--- start DATA EXTRACT ---

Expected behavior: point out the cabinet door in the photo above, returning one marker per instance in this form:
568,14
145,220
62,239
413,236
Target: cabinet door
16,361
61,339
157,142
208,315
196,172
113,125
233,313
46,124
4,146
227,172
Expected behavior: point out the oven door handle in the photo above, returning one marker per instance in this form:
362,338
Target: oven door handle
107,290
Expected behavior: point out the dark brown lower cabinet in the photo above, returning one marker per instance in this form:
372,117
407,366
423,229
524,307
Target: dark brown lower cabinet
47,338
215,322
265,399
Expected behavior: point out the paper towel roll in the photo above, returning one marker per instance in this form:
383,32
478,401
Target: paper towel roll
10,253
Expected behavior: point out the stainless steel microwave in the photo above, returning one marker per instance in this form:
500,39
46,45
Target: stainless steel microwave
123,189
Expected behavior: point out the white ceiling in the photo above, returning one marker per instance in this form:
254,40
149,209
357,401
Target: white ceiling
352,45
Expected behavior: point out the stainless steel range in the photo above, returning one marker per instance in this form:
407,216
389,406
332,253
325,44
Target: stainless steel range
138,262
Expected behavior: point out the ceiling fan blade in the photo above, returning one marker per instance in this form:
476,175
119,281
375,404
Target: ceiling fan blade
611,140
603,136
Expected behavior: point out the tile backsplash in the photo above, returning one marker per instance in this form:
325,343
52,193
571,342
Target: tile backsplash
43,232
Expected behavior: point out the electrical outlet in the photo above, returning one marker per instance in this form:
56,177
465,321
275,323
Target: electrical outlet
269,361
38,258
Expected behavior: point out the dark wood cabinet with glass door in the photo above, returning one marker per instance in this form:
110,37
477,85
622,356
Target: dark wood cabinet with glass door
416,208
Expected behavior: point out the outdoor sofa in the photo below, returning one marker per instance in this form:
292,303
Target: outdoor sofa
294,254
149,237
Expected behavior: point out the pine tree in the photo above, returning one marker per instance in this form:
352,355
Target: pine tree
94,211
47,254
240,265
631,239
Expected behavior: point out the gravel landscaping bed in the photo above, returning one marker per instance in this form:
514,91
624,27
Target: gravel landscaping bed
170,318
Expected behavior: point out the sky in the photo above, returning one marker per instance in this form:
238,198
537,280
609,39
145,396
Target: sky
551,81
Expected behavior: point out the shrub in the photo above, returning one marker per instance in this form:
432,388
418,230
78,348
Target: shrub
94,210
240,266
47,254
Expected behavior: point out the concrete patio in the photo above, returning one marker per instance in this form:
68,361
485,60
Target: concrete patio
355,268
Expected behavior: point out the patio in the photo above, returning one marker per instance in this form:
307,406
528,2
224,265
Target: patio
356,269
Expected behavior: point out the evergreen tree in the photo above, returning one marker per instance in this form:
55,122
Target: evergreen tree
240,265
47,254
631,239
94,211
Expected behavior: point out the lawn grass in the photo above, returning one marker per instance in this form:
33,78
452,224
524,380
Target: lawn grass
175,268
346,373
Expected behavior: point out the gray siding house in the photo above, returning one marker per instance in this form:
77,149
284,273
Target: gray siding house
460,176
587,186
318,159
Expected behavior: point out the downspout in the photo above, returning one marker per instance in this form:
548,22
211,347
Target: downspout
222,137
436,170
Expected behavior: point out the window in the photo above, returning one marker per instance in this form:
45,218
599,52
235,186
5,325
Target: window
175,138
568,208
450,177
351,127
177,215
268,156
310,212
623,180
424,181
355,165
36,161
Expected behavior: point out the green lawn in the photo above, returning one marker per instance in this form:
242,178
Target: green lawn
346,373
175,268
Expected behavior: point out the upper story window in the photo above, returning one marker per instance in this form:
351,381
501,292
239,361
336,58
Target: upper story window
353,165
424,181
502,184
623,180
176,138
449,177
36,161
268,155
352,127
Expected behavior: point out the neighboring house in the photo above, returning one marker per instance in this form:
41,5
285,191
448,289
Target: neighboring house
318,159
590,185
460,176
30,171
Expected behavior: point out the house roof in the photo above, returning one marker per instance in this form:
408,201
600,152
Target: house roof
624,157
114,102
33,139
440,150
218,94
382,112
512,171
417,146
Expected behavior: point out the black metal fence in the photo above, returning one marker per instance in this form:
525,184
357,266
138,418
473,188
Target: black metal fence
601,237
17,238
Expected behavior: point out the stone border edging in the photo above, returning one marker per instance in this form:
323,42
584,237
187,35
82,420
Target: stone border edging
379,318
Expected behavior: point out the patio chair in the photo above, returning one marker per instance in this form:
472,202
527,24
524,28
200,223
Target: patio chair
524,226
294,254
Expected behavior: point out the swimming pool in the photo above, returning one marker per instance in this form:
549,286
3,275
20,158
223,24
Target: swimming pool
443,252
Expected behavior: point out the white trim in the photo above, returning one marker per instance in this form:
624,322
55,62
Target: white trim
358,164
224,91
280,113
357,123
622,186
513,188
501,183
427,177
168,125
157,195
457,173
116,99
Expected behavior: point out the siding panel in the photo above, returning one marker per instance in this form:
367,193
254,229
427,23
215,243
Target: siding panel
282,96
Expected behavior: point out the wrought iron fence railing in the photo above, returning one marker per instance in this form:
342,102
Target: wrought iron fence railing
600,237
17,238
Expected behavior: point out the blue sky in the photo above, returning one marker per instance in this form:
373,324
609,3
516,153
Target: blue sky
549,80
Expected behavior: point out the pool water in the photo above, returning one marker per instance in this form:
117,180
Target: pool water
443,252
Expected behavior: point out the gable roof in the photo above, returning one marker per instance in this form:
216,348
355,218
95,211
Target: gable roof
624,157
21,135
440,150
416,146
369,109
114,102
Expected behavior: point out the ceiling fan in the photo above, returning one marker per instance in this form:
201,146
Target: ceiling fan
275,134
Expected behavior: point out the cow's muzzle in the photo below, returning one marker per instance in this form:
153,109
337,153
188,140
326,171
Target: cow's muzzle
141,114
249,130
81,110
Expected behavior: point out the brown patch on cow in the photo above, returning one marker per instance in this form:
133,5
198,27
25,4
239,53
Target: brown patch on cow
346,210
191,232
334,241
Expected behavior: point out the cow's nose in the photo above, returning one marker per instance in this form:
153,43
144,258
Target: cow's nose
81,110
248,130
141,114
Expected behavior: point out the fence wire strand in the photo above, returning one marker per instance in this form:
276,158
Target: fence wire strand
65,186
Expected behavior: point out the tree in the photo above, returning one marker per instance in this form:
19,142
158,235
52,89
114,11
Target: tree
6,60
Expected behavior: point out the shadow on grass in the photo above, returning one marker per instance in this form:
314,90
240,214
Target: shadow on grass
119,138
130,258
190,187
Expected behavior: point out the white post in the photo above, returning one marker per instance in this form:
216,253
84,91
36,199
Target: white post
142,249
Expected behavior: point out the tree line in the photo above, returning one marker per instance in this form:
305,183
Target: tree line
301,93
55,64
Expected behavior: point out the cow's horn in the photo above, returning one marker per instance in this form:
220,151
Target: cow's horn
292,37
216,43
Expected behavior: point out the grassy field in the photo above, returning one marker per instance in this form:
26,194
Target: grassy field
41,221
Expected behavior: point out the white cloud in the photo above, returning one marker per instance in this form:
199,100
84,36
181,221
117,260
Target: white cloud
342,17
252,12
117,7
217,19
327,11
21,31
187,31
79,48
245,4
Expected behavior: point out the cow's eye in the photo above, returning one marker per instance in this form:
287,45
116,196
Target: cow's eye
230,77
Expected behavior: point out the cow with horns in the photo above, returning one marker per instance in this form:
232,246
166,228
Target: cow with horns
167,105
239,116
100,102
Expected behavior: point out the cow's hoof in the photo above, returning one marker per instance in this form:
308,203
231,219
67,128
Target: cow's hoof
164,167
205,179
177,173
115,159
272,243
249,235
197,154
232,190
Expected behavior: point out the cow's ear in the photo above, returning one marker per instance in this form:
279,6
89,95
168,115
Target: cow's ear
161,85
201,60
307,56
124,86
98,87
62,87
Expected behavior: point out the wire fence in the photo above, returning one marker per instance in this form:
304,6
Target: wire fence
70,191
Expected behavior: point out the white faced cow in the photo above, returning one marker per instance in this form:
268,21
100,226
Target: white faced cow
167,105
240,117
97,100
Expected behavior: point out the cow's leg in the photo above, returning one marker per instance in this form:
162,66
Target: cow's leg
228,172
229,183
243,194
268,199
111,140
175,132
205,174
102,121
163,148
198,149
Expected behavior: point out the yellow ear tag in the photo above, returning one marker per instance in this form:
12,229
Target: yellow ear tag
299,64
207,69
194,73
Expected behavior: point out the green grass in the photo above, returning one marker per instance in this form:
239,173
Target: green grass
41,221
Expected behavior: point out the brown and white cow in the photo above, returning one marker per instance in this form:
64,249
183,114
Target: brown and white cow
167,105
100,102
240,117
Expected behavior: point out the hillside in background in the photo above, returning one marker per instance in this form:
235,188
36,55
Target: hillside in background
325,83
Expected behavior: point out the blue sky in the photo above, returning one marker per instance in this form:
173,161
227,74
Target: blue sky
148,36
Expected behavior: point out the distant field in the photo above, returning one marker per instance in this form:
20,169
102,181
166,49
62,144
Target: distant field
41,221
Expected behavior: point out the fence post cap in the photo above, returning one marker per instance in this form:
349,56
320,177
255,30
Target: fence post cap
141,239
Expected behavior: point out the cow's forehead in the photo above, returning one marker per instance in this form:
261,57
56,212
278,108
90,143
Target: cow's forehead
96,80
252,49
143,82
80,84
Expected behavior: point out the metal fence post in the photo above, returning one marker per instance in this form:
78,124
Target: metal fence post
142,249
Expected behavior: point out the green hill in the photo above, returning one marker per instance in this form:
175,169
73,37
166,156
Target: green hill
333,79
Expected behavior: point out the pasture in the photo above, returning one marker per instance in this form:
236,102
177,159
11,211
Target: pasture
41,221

--- end DATA EXTRACT ---

= WRITTEN REQUEST =
Update the material from the line containing "Expected behavior: point out the green hill" through the end, swapping each "green hill" for "grassy hillside" and leaving everything else unchanged.

= OUTPUT FOR THIS EXERCISE =
Expected behavior: point out the grassy hillside in the photo above, returning one marker per instance in this form:
175,169
73,37
166,156
Target: grassy hillside
333,79
Expected behavior: point out the pasture in the photo above, returning one marker per instance in this form:
236,102
177,159
11,211
Target: pasture
41,221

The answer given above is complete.